Exercise directions:
Rewrite the data below as a numbered list, leaving out any blank lines.

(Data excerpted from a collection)
==================================================
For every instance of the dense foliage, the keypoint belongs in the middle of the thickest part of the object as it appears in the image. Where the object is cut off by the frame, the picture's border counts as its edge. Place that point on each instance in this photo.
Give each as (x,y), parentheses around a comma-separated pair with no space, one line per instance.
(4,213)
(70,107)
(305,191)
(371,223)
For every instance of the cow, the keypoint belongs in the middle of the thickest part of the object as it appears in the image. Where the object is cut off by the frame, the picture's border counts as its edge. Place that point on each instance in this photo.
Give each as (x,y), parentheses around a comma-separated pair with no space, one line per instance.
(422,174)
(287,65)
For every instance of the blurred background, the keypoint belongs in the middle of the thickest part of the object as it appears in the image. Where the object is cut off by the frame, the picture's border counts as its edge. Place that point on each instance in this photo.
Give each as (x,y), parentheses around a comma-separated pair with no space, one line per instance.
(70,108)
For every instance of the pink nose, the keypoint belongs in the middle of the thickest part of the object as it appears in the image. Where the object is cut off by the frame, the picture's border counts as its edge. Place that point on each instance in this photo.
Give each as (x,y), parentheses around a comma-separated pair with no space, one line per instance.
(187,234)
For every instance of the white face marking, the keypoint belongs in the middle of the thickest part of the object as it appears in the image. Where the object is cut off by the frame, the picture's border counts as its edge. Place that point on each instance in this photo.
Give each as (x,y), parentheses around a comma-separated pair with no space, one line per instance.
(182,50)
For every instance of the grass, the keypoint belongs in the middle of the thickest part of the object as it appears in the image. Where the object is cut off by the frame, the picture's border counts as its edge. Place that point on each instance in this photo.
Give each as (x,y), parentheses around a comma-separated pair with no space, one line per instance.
==================================================
Complete answer:
1. For every instance of the dense foliage, the keypoint belongs in the middle of the thickest part of the object as it appears in the image. Where the object is cut off by the frame, the picture's border counts as its edge. Place that point on each instance in this photo.
2. Give each as (x,y), parentheses around a comma-separated pair with no space, one line per instance.
3. (4,213)
4. (70,107)
5. (305,191)
6. (371,223)
7. For every instance of the cow, the keypoint belongs in the middle of the thickest part of the object as it appears in the image. Where the object is cut off by the frame, the picture's border counts as its edge. Place that point on each instance in this photo.
8. Give each as (x,y), parentheses around a comma-separated pair with no space, one line per instance.
9. (422,174)
10. (287,65)
11. For every instance of the blurred background, the keypoint belongs in the middle of the thickest part of the object as it appears in the image. Where the object is cut off by the frame, the picture's border counts as its edge. Place that point on each instance in this photo.
12. Give each as (x,y), parentheses around a comma-separated pair with no space, one line per instance.
13. (70,108)
14. For every instance of the pink nose, the keypoint belongs in the middle of the thickest part of the object as it appears in the image. Where the object is cut off by the frame, the picture's border counts as its edge. Place that point on each instance in this photo.
15. Give each as (x,y), parentheses around a comma-separated pair with no space, one line per instance.
16. (187,234)
17. For every instance of the white face marking, the keypoint belongs in the middle of the thickest part of the object as it appears in the image. Where the object is cut off by the frame, the picture's border counts as its edge. Place that point on each instance in this photo.
18. Give each as (x,y), parentheses around a comma-separated pair with no space, one line per instance.
19. (182,50)
20. For every instance of the grass, the keypoint belongs in the middle of the thickest part of the object as it appears in the image. Where the object is cut off by the frame, the picture's border counts as its edge. Place that point on each instance in this photo.
21. Give each as (x,y), parentheses around a comma-separated pair with no space, one line per instance.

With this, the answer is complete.